WHAT THE TASK ASKS » Count how many lines of the rows below contain the string "microphone", treating case as significant, and give only that number.

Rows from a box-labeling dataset
_ _ _ _ _
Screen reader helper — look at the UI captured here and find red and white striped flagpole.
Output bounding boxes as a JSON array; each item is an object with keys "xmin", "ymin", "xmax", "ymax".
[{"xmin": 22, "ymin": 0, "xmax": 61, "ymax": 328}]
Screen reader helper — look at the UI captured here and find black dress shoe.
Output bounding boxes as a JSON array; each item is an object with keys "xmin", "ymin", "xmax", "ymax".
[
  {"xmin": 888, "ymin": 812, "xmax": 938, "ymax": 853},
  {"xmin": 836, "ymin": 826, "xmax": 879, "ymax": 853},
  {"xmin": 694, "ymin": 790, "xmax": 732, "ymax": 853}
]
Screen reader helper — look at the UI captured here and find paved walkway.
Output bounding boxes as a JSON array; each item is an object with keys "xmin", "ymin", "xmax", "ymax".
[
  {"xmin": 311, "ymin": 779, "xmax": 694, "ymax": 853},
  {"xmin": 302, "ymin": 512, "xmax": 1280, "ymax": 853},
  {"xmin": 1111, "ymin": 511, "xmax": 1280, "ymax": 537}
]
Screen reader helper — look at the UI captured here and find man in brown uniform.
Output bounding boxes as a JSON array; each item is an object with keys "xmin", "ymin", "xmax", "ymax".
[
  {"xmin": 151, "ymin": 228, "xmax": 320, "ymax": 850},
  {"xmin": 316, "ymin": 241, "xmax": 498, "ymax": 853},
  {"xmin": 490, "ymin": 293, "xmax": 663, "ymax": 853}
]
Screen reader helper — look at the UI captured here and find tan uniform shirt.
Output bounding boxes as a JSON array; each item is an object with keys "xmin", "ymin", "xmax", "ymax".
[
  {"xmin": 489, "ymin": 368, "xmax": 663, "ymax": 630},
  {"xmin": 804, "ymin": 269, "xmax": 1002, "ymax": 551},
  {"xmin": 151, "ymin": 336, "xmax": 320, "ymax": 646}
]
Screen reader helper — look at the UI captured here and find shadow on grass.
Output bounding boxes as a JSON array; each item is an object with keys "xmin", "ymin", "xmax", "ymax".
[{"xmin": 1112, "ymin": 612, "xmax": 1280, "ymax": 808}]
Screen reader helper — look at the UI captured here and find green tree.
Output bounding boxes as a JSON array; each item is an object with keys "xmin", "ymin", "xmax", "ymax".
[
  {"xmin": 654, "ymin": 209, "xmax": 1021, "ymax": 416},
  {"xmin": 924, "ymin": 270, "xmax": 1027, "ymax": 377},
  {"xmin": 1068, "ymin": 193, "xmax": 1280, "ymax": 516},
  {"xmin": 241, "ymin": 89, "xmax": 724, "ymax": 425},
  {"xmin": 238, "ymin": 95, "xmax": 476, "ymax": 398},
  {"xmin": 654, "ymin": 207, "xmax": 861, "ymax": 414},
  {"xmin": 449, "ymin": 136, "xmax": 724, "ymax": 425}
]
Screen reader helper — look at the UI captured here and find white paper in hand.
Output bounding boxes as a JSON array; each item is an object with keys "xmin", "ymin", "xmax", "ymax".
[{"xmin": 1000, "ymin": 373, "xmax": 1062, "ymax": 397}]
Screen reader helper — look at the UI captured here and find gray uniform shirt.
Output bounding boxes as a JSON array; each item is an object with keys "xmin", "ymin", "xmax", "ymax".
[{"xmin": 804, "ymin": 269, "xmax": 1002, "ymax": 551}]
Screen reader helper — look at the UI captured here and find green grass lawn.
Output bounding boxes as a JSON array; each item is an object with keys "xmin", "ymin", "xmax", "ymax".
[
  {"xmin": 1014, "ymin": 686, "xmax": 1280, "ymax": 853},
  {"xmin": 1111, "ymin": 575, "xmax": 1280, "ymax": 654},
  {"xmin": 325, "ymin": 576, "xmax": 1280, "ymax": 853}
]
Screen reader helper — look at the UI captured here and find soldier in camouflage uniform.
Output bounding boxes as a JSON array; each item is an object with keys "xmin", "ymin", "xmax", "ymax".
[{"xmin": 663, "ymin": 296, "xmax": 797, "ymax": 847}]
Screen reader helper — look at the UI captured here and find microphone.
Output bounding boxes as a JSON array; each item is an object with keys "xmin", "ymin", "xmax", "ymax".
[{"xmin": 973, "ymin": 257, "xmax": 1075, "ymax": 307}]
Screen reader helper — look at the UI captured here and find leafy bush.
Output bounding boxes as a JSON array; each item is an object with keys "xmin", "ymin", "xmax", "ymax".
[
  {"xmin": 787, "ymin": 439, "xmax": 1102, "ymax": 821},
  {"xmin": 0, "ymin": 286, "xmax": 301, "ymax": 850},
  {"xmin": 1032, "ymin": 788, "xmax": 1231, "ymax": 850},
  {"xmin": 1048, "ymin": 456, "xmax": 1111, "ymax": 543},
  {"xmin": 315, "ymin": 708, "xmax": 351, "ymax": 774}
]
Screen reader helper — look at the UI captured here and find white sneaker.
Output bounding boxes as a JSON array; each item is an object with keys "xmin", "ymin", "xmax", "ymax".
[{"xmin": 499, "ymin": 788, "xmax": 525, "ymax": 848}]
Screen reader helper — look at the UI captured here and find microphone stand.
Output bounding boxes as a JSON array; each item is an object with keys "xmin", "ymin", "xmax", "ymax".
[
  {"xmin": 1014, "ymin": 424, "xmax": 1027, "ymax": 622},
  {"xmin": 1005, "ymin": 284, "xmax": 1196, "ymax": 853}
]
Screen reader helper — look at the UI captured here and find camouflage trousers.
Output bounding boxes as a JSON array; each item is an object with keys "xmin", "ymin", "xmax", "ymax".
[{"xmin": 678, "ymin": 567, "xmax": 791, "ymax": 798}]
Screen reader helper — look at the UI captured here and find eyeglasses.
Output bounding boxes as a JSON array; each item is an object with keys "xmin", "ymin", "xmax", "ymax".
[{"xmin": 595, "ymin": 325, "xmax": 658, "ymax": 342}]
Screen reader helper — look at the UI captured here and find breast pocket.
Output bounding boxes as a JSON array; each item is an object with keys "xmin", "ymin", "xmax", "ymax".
_ _ _ _ _
ANSWER IN FULL » 2